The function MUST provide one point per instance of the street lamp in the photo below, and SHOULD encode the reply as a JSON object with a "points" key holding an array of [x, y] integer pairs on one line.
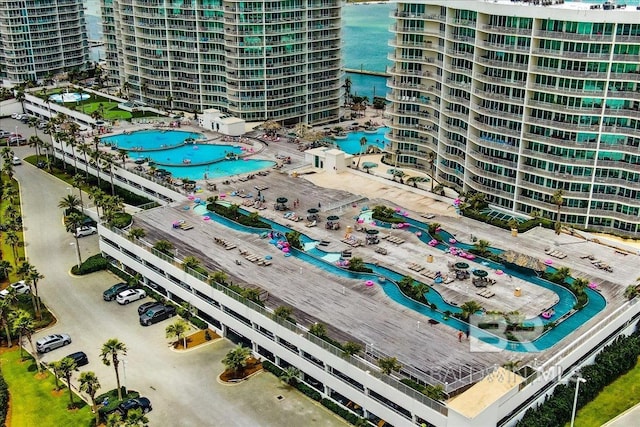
{"points": [[124, 374], [575, 399]]}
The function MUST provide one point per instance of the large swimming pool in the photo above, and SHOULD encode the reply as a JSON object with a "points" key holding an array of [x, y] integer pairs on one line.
{"points": [[143, 140], [546, 340], [179, 153], [352, 145]]}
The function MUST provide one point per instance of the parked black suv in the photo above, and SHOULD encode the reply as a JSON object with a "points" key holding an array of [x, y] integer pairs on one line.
{"points": [[157, 314], [80, 357], [111, 293]]}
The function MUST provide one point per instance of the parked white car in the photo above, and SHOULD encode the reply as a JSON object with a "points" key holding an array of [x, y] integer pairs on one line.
{"points": [[51, 342], [85, 230], [125, 297]]}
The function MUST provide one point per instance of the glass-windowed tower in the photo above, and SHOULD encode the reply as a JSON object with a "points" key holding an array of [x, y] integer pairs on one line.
{"points": [[41, 38], [518, 100], [257, 60]]}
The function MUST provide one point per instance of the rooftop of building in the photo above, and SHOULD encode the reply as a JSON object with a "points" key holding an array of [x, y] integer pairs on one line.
{"points": [[353, 311]]}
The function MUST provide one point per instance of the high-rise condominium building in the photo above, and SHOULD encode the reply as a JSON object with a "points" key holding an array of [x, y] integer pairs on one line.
{"points": [[518, 100], [256, 60], [41, 38]]}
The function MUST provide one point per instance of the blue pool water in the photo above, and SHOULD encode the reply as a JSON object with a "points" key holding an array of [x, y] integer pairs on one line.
{"points": [[150, 139], [324, 260], [167, 149], [351, 144], [220, 169], [191, 154]]}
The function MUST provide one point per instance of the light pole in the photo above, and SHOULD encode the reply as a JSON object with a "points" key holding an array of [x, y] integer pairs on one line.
{"points": [[575, 399], [124, 374]]}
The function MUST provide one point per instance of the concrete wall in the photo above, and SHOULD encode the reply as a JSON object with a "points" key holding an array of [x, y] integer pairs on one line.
{"points": [[190, 289]]}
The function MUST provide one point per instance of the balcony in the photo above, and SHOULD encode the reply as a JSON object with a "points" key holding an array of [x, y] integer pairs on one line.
{"points": [[564, 125], [506, 30], [570, 91], [573, 73], [513, 164], [502, 64], [574, 36], [626, 94]]}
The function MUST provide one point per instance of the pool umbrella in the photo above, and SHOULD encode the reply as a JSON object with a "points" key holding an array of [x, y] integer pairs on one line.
{"points": [[480, 273]]}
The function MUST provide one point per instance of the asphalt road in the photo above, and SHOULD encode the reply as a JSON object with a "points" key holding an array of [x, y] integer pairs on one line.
{"points": [[181, 386]]}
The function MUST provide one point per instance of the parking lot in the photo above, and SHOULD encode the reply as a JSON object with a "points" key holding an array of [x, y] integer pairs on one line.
{"points": [[182, 386]]}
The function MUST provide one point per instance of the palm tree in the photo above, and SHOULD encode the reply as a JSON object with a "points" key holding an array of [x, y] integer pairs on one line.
{"points": [[110, 352], [98, 196], [55, 367], [561, 274], [70, 203], [136, 233], [85, 150], [282, 312], [318, 329], [351, 348], [23, 324], [363, 143], [290, 375], [20, 97], [35, 141], [191, 262], [12, 239], [110, 162], [388, 365], [72, 222], [66, 367], [178, 330], [89, 384], [5, 268], [431, 159], [469, 308], [164, 246], [6, 312], [347, 90], [236, 359], [122, 155]]}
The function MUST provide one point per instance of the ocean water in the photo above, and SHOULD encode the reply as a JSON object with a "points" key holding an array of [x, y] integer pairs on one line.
{"points": [[365, 28]]}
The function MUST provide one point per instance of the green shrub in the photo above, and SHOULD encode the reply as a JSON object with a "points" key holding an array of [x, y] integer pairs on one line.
{"points": [[270, 367], [613, 361], [112, 399], [309, 392], [198, 323], [121, 220], [4, 401], [91, 265]]}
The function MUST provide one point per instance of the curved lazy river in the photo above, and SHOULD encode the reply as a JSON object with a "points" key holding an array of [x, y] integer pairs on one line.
{"points": [[326, 261]]}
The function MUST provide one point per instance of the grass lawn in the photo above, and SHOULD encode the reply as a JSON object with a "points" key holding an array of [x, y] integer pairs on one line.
{"points": [[616, 398], [34, 401]]}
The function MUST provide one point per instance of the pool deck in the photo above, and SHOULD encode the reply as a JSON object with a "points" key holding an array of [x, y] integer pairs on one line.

--- --- ---

What the task asks ::
Only the pictures stay behind; copy everything else in the records above exactly.

Solution below ::
The function MUST provide one point per instance of the street lamp in the photo below, and SHOULD encode the reply as a JSON object with a "points" key holding an array of [x, y] integer pairs on one line.
{"points": [[124, 374], [575, 399]]}
The function MUST provide one point per instance of the large swimming pool in the photo above, and SHOULD encode the reply as a JSON object with a "points" key holding an array of [x, y] integer pairs on one line.
{"points": [[143, 140], [546, 340], [179, 153], [352, 145]]}
The function MUST provide one point per instance of the parked black suv in the photo above, and SHOULD encode the reply as a JSON object with a "points" key holding an array of [x, y] integer pairs on one line.
{"points": [[157, 314], [80, 357], [111, 293]]}
The function MUST provide one point per instance of the parked white car in the photo above, and SHOULD encode the reply as a JSON object with a "points" key holding an array of [x, y] integer pairs on one line.
{"points": [[51, 342], [85, 230], [125, 297]]}
The function MUST provide one point per instance of the glass-windowed tower in the photo above, and SHOULD encode the reply as a JSON object with a "points" key holding an array of [x, y] integer pairs on one line.
{"points": [[41, 38], [518, 100], [257, 60]]}
The function MUST provide one point per instance of the rooftop of building in the photo above, and SHOULD encode the reply as a JSON object with a "points" key holding an array of [x, y] integer pairs on one line.
{"points": [[353, 311]]}
The function MUST provide one point per instance of the high-rise condominium building in the photo above, and SHOULD encode the reply as a JSON object with a "points" key holding an array of [x, y] integer pairs on one line.
{"points": [[518, 100], [256, 60], [41, 38]]}
The function MUST provide one point per instance of the blue pool water in the photo above, and SHOULD encode the reply as a JSON object with a "points" key holding an array of [x, y] integer pairs on one line.
{"points": [[150, 139], [324, 260], [167, 149], [351, 144], [220, 169], [191, 154]]}
The function MUST provide one point per instance of the light pole in the photo above, and SHOULD encode the reply as a JSON object with a "points" key holding an array of [x, y] integer pairs on one line.
{"points": [[575, 399], [124, 374]]}
The function MUST provide one point per instance of the concrete wall in the photo above, and SHOULD encode the reply as a JSON object with a "points" key holding an array of [x, y] integer pairs on one line.
{"points": [[190, 289]]}
The function MUST provide one point per instance of the balcony in the photo above, and SHOULD encode the reply as a JSON object with a "points" key holding an array of [x, y] integer pairs on one line.
{"points": [[564, 125], [506, 30], [570, 91], [573, 73], [513, 164], [502, 64], [574, 36], [626, 94]]}
The function MUST provide one point per instance of the pool umbrella in the photo above, and SHOULD encode the reply as a JSON object with a "points" key holding an array of [x, y] integer pairs on one line.
{"points": [[480, 273]]}
The function MUST provide one point per instance of the asphalt road in the photo above, and SHOULD encode the reply as a JSON object with a "points" key holding an array of [x, y] integer pairs on one line.
{"points": [[181, 386]]}
The function MUST provide one point per instance of the parking lot in the photo above, and SHOULD encode the reply as a JSON object with a "points" key holding an array of [x, y] integer pairs on one line.
{"points": [[182, 386]]}
The function MUST provide one point per instance of the palm tree in the photo above, and SHOULD encode the reply as a JSON object with a "points" key holding an array of [x, y] integer pairs on one line.
{"points": [[110, 352], [98, 196], [55, 367], [561, 274], [70, 203], [136, 233], [85, 150], [282, 312], [318, 329], [351, 348], [23, 324], [363, 143], [290, 375], [20, 97], [35, 141], [191, 262], [12, 239], [110, 162], [388, 365], [72, 222], [66, 367], [178, 330], [89, 384], [5, 268], [431, 159], [469, 308], [164, 246], [6, 312], [347, 90], [236, 359], [122, 155]]}
The function MUST provide one point per instance of the ocean water in the photo above, and SHOULD encode the reply as a JSON object with a "points" key holding an array of [x, y] integer pairs on one line.
{"points": [[365, 28]]}
The function MUST provide one point per instance of the green shrub in the photo above, and SHOULD encode the reply as a JSON object with a "points" key holding an array of [x, y] integer pairs on one line.
{"points": [[270, 367], [613, 361], [112, 399], [309, 392], [198, 323], [121, 220], [4, 401], [91, 265]]}
The function MUST provide one point per instance of the curved lazy river in the photo above, and SHOULD encode the reply as a JSON object with a "points" key holding an array of [x, y] integer pairs on one line.
{"points": [[326, 261]]}
The function MUST provide one point per instance of the grass lawn in the photo above, and SHOULD encode the reply as a JSON object with a "points" key holding an array of [x, y] integer pairs on one line.
{"points": [[616, 398], [34, 401]]}
The function MUST provide one point per instance of the pool deck in the photo above, and SHOULD encode the reply as a JSON object with a "points" key holding an array of [x, y] integer pairs on one line.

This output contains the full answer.